◆ Dataset entries
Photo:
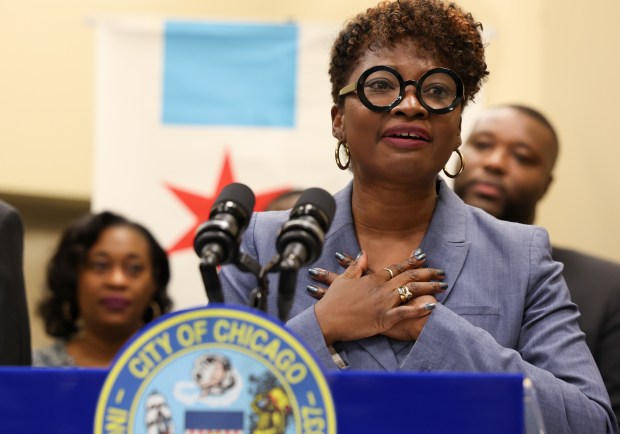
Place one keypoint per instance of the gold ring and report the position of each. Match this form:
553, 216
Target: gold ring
402, 293
408, 293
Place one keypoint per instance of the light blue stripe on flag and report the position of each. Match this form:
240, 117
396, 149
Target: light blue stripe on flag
230, 74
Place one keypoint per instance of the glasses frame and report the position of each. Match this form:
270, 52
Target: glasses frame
358, 87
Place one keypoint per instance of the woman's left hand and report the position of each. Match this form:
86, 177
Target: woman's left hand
422, 299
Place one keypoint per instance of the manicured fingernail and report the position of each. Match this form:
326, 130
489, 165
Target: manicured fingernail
312, 289
314, 272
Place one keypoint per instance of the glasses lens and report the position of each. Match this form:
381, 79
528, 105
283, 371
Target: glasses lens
438, 90
381, 88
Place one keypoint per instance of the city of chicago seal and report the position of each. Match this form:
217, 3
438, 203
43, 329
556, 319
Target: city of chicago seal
215, 370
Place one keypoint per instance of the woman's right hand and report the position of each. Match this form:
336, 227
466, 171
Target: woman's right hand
355, 306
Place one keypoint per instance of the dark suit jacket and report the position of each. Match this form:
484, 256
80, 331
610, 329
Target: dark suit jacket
507, 308
14, 325
594, 285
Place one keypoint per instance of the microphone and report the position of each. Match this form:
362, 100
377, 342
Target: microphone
300, 241
217, 240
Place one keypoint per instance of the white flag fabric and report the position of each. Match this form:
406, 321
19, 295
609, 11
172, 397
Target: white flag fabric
182, 108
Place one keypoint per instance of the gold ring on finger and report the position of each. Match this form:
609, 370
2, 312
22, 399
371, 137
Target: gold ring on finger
402, 293
408, 293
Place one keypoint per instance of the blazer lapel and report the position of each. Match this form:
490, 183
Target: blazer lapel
444, 243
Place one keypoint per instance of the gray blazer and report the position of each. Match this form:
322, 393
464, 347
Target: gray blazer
507, 308
14, 325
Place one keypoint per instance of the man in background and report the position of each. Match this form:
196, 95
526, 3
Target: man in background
509, 159
14, 326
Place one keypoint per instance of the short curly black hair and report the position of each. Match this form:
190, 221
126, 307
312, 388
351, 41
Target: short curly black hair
442, 29
59, 307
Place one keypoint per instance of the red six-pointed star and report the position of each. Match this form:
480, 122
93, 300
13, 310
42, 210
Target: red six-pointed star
200, 205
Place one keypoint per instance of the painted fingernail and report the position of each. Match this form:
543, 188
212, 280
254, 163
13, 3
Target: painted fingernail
314, 272
312, 289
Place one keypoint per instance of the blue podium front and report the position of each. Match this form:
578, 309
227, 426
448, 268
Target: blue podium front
232, 370
63, 401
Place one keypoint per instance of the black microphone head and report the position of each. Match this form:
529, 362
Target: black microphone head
217, 240
238, 193
318, 203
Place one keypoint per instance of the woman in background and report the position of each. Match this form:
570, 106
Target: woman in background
107, 278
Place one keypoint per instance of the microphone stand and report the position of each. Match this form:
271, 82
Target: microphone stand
245, 263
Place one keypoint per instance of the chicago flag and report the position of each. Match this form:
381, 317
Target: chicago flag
184, 107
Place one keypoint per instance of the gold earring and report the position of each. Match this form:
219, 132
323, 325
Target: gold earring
346, 152
67, 311
451, 175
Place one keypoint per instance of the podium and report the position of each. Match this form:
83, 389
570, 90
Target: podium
63, 401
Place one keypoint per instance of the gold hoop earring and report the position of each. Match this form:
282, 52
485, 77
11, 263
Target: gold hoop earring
454, 175
155, 310
346, 152
67, 312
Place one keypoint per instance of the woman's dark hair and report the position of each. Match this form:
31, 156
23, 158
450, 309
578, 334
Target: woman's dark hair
59, 308
441, 29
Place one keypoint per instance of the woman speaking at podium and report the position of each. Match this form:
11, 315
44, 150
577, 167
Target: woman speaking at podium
477, 294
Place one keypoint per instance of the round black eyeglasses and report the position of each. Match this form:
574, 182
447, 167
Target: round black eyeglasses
381, 88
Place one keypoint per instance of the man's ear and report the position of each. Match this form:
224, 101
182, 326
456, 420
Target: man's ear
337, 123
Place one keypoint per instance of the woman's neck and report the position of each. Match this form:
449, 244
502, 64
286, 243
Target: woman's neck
392, 209
90, 349
391, 222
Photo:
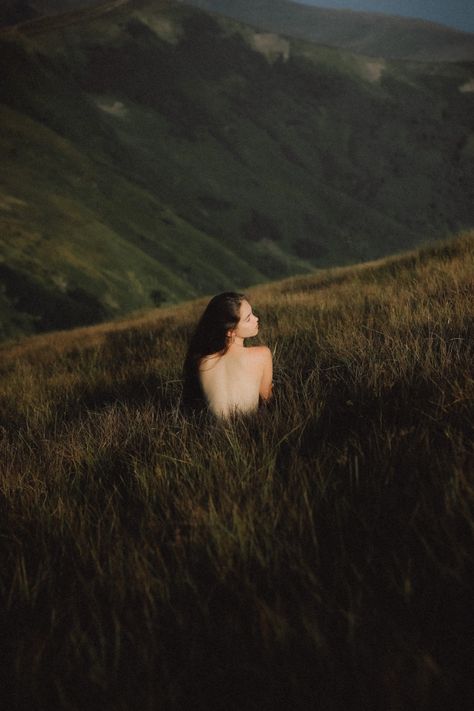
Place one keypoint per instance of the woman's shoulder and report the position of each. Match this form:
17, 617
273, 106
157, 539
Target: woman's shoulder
259, 353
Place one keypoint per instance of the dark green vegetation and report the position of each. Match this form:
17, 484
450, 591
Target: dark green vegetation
13, 12
363, 32
316, 556
152, 153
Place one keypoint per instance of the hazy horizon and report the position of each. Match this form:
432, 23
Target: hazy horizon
457, 13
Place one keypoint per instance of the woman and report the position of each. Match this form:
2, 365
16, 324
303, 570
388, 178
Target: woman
219, 371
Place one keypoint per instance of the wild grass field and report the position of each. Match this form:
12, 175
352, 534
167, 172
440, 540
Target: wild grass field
317, 555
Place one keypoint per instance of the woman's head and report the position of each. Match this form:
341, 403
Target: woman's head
219, 320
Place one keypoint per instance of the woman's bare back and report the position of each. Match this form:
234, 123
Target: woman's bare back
235, 381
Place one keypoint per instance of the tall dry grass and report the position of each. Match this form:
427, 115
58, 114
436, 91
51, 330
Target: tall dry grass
316, 555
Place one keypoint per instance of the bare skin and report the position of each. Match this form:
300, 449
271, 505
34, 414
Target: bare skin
236, 381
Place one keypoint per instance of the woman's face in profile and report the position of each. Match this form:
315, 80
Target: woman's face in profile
248, 323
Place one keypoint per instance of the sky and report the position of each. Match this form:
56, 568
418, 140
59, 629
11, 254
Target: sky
454, 13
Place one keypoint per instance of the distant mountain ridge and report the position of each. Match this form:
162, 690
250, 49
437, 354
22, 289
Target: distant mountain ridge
153, 152
373, 34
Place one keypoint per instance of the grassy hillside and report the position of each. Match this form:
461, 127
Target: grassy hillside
368, 33
152, 153
316, 555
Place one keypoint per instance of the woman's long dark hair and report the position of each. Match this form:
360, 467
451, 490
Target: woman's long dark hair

◆ Problem statement
Please write out all the data again word for word, but not the pictures.

◆ Finished task
Photo:
Place one keypoint per instance of the gold ring and report the position of each. Match this form:
553, 216
Target: gold ring
402, 293
408, 293
Place one keypoint per instance of the light blue stripe on flag and report the position of each. Match this form:
240, 117
396, 149
Target: light blue stripe on flag
230, 74
Place one keypoint per instance of the glasses frame and report the position of each. Match this form:
270, 52
Target: glasses frame
358, 87
Place one keypoint per instance of the woman's left hand and report the position of each. Match this form:
86, 177
Target: woman's left hand
422, 299
Place one keypoint per instance of the manicured fingernail and report the position of each. Match this form:
326, 130
489, 165
Target: manicured fingernail
312, 289
314, 272
Place one keypoint per instance of the glasses lens and report the position of each. Match this form:
381, 79
528, 105
283, 371
Target: glasses lens
438, 90
381, 88
Place one keypoint per instance of the city of chicago seal and report the position of each. Match this form:
217, 3
438, 203
43, 329
556, 319
Target: city of chicago seal
215, 370
Place one keypoint per instance of the woman's right hand and report the position of each. Match this form:
336, 227
466, 171
Target: woman's right hand
355, 306
Place one keypoint per instance of the dark suit jacket and report the position of each. Match this form:
484, 256
80, 331
610, 329
Target: dark suit jacket
507, 308
14, 325
594, 285
Place one keypoint per instance of the microphone and report the position of each. Match this form:
362, 100
377, 342
Target: microphone
300, 241
217, 240
Place one keypoint per instance of the white flag fabric and report the position of each. Match this form:
406, 321
19, 295
609, 11
172, 397
Target: white flag fabric
182, 108
Place one keypoint per instance of the gold ring on finger and report the position of each. Match this form:
609, 370
2, 312
22, 399
371, 137
Target: gold ring on finger
402, 293
408, 293
Place one keypoint per instance of the blazer lapel and report the position of each. Match this form:
490, 183
Target: blazer lapel
444, 243
Place one keypoint per instance of the gray blazer and report the position of each. Match this form:
322, 393
464, 347
Target: gray blazer
507, 308
14, 325
Place one keypoint per instance of the man in background and report the position of each. Match this form:
196, 95
526, 3
Target: man in background
509, 159
14, 326
Place one keypoint per instance of the short curly black hair and report the position of each. Match this form:
190, 221
126, 307
312, 388
351, 41
Target: short curly black hair
442, 29
59, 307
Place one keypoint per instance of the red six-pointed star and report the position of each. Match this form:
480, 122
93, 300
13, 310
42, 210
Target: red six-pointed star
200, 205
Place one keypoint per instance of the painted fingernail and report the position of each. Match this form:
543, 188
212, 280
254, 163
13, 3
Target: painted fingernail
314, 272
312, 289
Place one keypoint per instance of the blue podium front and report the position of each. Match this form:
578, 309
227, 426
448, 268
Target: blue podium front
232, 370
63, 401
Place one keypoint per instance of the black microphone head and report the position of each. Match this form:
529, 362
Target: black microphone head
217, 240
238, 193
318, 203
Place one keypoint per instance of the woman in background and report the position of each. Match this form:
570, 106
Target: woman in background
107, 278
Place one keypoint per instance of the microphone stand and report the position of each. Match this form:
271, 82
Target: microphone stand
245, 263
Place one keypoint per instance of the chicago flag and report the position of each. Match this form:
381, 317
Target: chicago flag
184, 107
Place one keypoint per instance of the gold earring and report the position of each. Match this form:
219, 132
323, 325
Target: gold earring
346, 152
67, 311
451, 175
Place one keypoint per instance of the podium and report the position of each. Match this form:
83, 389
570, 90
Target: podium
63, 401
Place one keypoint per instance of the gold hoop earring and report the position of each. Match this form:
282, 52
485, 77
11, 263
Target: gold hoop earring
454, 175
155, 310
346, 152
67, 312
Place one keypoint per instance of the woman's dark hair and report the position of each. Match this form:
31, 156
23, 158
450, 309
578, 334
Target: woman's dark hair
59, 308
441, 29
Place one keypoint per instance of the woman speaking at podium and report the position of each. Match this form:
11, 315
44, 150
577, 167
Target: woman speaking at podium
477, 294
Place one keypoint per instance of the round black eyeglasses and report the position of each. Match this form:
574, 182
447, 167
Target: round black eyeglasses
381, 88
Place one keypoint per instance of the man's ear and report the position of each. Match this form:
224, 101
182, 326
456, 420
Target: man's ear
337, 123
Place one keypoint per instance of the woman's neck and report the position of each. Match this form:
449, 244
502, 64
286, 243
Target: woman's neck
392, 209
90, 349
391, 222
Photo:
Place one keypoint per instance of the woman's shoulder and report the position of each. Match this form:
17, 617
273, 106
157, 539
Target: woman's shoulder
259, 353
Place one keypoint per instance of the dark green vegetation and report the position of each. Match this form:
17, 484
450, 591
Target: dark green vegetation
13, 12
363, 32
316, 556
152, 153
Place one keypoint per instance of the hazy horizon and report the position of each. Match this form:
432, 23
Target: hazy horizon
457, 13
Place one keypoint per instance of the woman and report the position of each. Match this form:
2, 365
16, 324
303, 570
388, 178
Target: woman
219, 371
Place one keypoint per instance of the wild grass field and report the position of each. Match this form:
12, 175
352, 534
167, 172
440, 540
Target: wild grass field
317, 555
Place one keypoint per instance of the woman's head and report the position of each. Match this form:
341, 403
Target: woman's head
219, 320
Place one keypoint per instance of the woman's bare back and report the position of each. Match this form:
234, 123
Target: woman's bare back
235, 381
Place one keypoint per instance of the tall dry grass and report the position of each. Match this form:
427, 115
58, 114
436, 91
51, 330
Target: tall dry grass
316, 555
Place one keypoint per instance of the bare skin and report the position of each. Match this form:
300, 449
271, 505
34, 414
Target: bare skin
236, 381
Place one keypoint per instance of the woman's face in profile and report the position of each. Match this form:
315, 80
Target: woman's face in profile
248, 323
Place one keypoint per instance of the sky and report the position of each. Match this form:
56, 568
418, 140
59, 629
11, 254
Target: sky
454, 13
Place one keypoint per instance of the distant mountain ridge and report the position of each. Match this form:
162, 690
250, 49
437, 354
22, 289
Target: distant mountain ridge
153, 152
373, 34
Place one keypoint per instance of the grassy hillside and report the position of each. Match this form:
461, 127
Target: grassy hillside
368, 33
152, 153
316, 555
Place one keypoint per instance of the woman's long dark hair and report the position of each. Match this form:
360, 467
451, 490
Target: woman's long dark hair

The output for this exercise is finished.